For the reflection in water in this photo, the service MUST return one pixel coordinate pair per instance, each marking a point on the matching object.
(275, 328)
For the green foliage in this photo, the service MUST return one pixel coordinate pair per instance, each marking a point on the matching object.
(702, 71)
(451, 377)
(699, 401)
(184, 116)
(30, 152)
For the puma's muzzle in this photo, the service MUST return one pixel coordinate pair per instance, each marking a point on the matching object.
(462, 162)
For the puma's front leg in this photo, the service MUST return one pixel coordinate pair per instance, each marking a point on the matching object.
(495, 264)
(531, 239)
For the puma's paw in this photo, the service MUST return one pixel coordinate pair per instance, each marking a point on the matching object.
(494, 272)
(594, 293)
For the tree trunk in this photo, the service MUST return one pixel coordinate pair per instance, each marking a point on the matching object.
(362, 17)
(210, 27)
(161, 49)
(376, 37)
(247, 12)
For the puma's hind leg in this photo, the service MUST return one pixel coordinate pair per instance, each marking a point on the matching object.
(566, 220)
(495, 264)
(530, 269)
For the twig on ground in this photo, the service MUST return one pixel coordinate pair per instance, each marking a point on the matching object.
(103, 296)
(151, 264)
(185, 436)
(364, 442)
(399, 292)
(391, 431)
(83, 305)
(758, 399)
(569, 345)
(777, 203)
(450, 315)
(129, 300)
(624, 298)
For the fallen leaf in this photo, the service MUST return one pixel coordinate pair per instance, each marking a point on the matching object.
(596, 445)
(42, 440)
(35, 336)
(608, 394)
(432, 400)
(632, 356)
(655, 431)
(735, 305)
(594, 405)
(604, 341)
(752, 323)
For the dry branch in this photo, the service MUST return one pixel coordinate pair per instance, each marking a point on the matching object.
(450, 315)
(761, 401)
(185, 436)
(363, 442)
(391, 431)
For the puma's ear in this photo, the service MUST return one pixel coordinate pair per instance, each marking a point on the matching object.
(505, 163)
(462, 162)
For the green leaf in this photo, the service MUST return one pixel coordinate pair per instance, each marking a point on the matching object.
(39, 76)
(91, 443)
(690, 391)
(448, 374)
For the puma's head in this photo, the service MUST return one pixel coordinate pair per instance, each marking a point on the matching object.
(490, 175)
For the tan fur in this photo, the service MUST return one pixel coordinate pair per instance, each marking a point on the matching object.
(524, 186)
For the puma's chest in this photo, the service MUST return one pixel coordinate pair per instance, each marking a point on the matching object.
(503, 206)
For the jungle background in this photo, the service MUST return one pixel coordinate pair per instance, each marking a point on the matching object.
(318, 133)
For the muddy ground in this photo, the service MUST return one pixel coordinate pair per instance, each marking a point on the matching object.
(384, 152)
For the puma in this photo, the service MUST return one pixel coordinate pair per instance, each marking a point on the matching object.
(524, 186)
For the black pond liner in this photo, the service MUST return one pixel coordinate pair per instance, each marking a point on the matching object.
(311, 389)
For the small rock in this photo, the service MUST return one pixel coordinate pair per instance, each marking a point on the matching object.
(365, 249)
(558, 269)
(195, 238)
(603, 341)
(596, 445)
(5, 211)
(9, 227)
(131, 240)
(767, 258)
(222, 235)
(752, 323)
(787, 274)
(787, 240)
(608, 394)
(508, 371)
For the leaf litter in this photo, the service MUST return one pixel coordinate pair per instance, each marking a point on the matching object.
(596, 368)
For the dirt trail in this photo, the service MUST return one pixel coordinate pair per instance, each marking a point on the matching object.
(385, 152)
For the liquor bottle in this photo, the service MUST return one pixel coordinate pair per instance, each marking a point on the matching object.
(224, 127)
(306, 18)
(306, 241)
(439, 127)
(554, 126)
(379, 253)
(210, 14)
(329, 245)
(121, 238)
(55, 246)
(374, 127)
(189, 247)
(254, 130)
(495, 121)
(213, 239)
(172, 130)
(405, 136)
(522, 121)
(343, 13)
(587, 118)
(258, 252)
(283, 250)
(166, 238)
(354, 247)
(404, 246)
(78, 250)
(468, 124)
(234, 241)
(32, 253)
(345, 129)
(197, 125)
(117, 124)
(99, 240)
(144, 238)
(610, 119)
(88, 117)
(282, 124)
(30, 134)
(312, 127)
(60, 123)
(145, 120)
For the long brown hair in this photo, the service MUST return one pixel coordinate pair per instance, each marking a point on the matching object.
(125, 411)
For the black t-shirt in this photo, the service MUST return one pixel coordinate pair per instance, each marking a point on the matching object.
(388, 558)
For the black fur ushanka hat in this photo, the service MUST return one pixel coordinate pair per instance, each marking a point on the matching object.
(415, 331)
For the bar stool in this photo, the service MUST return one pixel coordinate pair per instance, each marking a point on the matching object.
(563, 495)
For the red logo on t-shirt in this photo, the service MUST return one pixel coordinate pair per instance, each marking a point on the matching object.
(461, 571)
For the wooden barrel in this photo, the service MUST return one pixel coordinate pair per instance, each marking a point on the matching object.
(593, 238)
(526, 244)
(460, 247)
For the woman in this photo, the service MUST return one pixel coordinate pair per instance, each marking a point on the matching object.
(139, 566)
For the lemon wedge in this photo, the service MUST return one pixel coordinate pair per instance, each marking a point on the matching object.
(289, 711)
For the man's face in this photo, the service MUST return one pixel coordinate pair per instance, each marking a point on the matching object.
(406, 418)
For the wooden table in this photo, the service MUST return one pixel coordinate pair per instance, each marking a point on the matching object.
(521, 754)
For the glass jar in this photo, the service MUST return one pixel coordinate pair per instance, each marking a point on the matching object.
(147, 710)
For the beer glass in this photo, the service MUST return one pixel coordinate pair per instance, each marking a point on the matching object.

_GOAL_
Output every line of the listing above as a Markdown table with the columns Row and Listing line, numbering the rows in order. Leave out any blank lines.

_RESULT_
| Row | Listing line |
|---|---|
| 1 | For the reflection in water in this photo, the service MUST return one pixel coordinate pair per instance, each marking a point on the matching object. |
| 2 | (275, 328) |
| 3 | For the green foliage in this photo, the service MUST return one pixel coordinate pair per instance, each marking a point on the matching object. |
| 4 | (702, 71) |
| 5 | (451, 377) |
| 6 | (699, 401) |
| 7 | (184, 116) |
| 8 | (30, 152) |
| 9 | For the puma's muzzle in this photo, the service MUST return one pixel coordinate pair per instance, each marking a point on the matching object. |
| 10 | (462, 162) |
| 11 | For the puma's front leg in this photo, the service MUST return one pixel coordinate pair per instance, each marking a point on the matching object. |
| 12 | (495, 264) |
| 13 | (531, 239) |
| 14 | For the puma's paw in this photo, the service MUST return one pixel coordinate pair per instance, each marking a point on the matching object. |
| 15 | (494, 272) |
| 16 | (594, 293) |
| 17 | For the tree trunk in this photo, the service MUST return one pixel coordinate pair per instance, each marking a point on the matching object. |
| 18 | (362, 17) |
| 19 | (210, 27) |
| 20 | (161, 49) |
| 21 | (376, 37) |
| 22 | (247, 12) |
| 23 | For the puma's hind leg in this photo, the service MUST return one pixel coordinate pair per instance, each marking a point on the matching object. |
| 24 | (566, 220) |
| 25 | (495, 264) |
| 26 | (530, 269) |
| 27 | For the twig on ground in this photo, the service MUST return one pixel coordinate pair per instance, each marking a point on the matching object. |
| 28 | (103, 296) |
| 29 | (151, 264) |
| 30 | (185, 436) |
| 31 | (364, 442) |
| 32 | (399, 292) |
| 33 | (391, 431) |
| 34 | (83, 305) |
| 35 | (758, 399) |
| 36 | (569, 345) |
| 37 | (777, 203) |
| 38 | (450, 315) |
| 39 | (129, 300) |
| 40 | (624, 298) |
| 41 | For the fallen leaf in this photo, the service MUST return one pixel coordinate pair per instance, each marking a point on the matching object. |
| 42 | (596, 445) |
| 43 | (42, 440) |
| 44 | (35, 336) |
| 45 | (608, 394) |
| 46 | (432, 400) |
| 47 | (632, 356) |
| 48 | (655, 431) |
| 49 | (735, 305) |
| 50 | (594, 405) |
| 51 | (604, 341) |
| 52 | (752, 323) |
| 53 | For the dry branch in this photo, the service MUST return one pixel coordinate pair per instance, each marking a point on the matching object. |
| 54 | (450, 315) |
| 55 | (761, 401) |
| 56 | (185, 436) |
| 57 | (363, 442) |
| 58 | (391, 431) |
| 59 | For the puma's ear in this photo, the service MUST return one pixel coordinate pair per instance, each marking a point on the matching object. |
| 60 | (505, 163) |
| 61 | (462, 162) |
| 62 | For the green leaf in this photo, the service MUST return one pixel coordinate pair per instance, each marking a point on the matching object. |
| 63 | (39, 76) |
| 64 | (91, 443) |
| 65 | (690, 391) |
| 66 | (448, 374) |
| 67 | For the puma's head in this photo, the service MUST return one pixel coordinate pair per instance, each marking a point on the matching object. |
| 68 | (490, 175) |
| 69 | For the tan fur in this photo, the service MUST return one pixel coordinate pair per instance, each marking a point on the matching object. |
| 70 | (524, 186) |
| 71 | For the puma's chest in this photo, the service MUST return one pixel coordinate pair per instance, each marking a point on the matching object. |
| 72 | (503, 206) |
| 73 | For the jungle background in this photo, the service MUST return one pixel coordinate pair per instance, each marking a point on the matching object. |
| 74 | (318, 133) |
| 75 | For the muddy ground in this photo, the service MUST return one pixel coordinate pair per instance, each marking a point on the matching object. |
| 76 | (384, 152) |
| 77 | For the puma in this photo, the service MUST return one pixel coordinate pair per instance, each marking a point on the matching object. |
| 78 | (524, 186) |
| 79 | For the black pond liner in this photo, the service MUST return one pixel coordinate pair per instance, each marking a point on the matching object. |
| 80 | (311, 389) |
| 81 | For the small rock in this photo, the service MUST return one pixel coordinate pair per instance, each marking a point on the matching object. |
| 82 | (365, 249) |
| 83 | (558, 269) |
| 84 | (195, 238) |
| 85 | (603, 341) |
| 86 | (596, 445) |
| 87 | (5, 211) |
| 88 | (9, 227) |
| 89 | (131, 240) |
| 90 | (767, 258) |
| 91 | (222, 235) |
| 92 | (752, 323) |
| 93 | (787, 274) |
| 94 | (787, 240) |
| 95 | (608, 394) |
| 96 | (508, 371) |
| 97 | For the leaf litter in this photo, the service MUST return one pixel coordinate pair per instance, each marking a point on the matching object. |
| 98 | (596, 368) |
| 99 | For the dirt trail in this photo, the service MUST return one pixel coordinate pair per instance, each marking a point on the matching object. |
| 100 | (385, 152) |
| 101 | For the liquor bottle in this photo, the service MUST return one pixel coordinate pair per instance, each marking a point on the matching object. |
| 102 | (224, 127) |
| 103 | (306, 18) |
| 104 | (306, 241) |
| 105 | (439, 127) |
| 106 | (554, 126) |
| 107 | (379, 253) |
| 108 | (210, 14) |
| 109 | (329, 245) |
| 110 | (121, 238) |
| 111 | (55, 246) |
| 112 | (374, 127) |
| 113 | (189, 247) |
| 114 | (254, 130) |
| 115 | (495, 121) |
| 116 | (213, 239) |
| 117 | (172, 130) |
| 118 | (405, 136) |
| 119 | (522, 121) |
| 120 | (343, 13) |
| 121 | (587, 118) |
| 122 | (258, 252) |
| 123 | (283, 250) |
| 124 | (166, 238) |
| 125 | (354, 247) |
| 126 | (404, 246) |
| 127 | (78, 250) |
| 128 | (468, 124) |
| 129 | (234, 241) |
| 130 | (32, 253) |
| 131 | (345, 129) |
| 132 | (197, 125) |
| 133 | (117, 124) |
| 134 | (99, 240) |
| 135 | (144, 238) |
| 136 | (610, 119) |
| 137 | (88, 117) |
| 138 | (282, 124) |
| 139 | (30, 134) |
| 140 | (312, 127) |
| 141 | (60, 123) |
| 142 | (145, 120) |
| 143 | For the long brown hair in this photo, the service MUST return one pixel coordinate pair per instance, each marking a point on the matching object. |
| 144 | (125, 411) |
| 145 | For the black t-shirt in this photo, the service MUST return one pixel coordinate pair per instance, each marking a point on the matching object. |
| 146 | (388, 558) |
| 147 | For the black fur ushanka hat in this photo, the service MUST return one pixel coordinate pair per instance, each marking a point on the matching object. |
| 148 | (415, 331) |
| 149 | For the bar stool in this photo, the service MUST return one pixel coordinate pair per instance, each marking a point on the matching object. |
| 150 | (563, 495) |
| 151 | For the red logo on t-shirt in this photo, the service MUST return one pixel coordinate pair per instance, each marking a point on the matching object. |
| 152 | (461, 571) |
| 153 | For the wooden barrel in this photo, the service MUST return one pixel coordinate pair per instance, each marking a point on the matching object. |
| 154 | (593, 238) |
| 155 | (526, 244) |
| 156 | (460, 247) |
| 157 | For the woman in this photo, the service MUST return one pixel coordinate pair per instance, each marking a point on the matching object. |
| 158 | (139, 566) |
| 159 | For the lemon wedge in this photo, the service MUST return one pixel coordinate pair per instance, each marking a point on the matching object. |
| 160 | (289, 711) |
| 161 | For the man's face in this photo, the service MUST return one pixel coordinate pair per instance, each marking a point on the matching object. |
| 162 | (406, 418) |
| 163 | For the wooden table in this photo, the service MUST return one pixel coordinate pair per instance, each marking a point on the matching object. |
| 164 | (521, 754) |
| 165 | For the glass jar in this photo, the service MUST return one pixel coordinate pair per instance, each marking a point on the matching object. |
| 166 | (147, 710) |
| 167 | For the beer glass in this photo, the service MUST return one pixel coordinate pair per instance, each marking a point on the matching object. |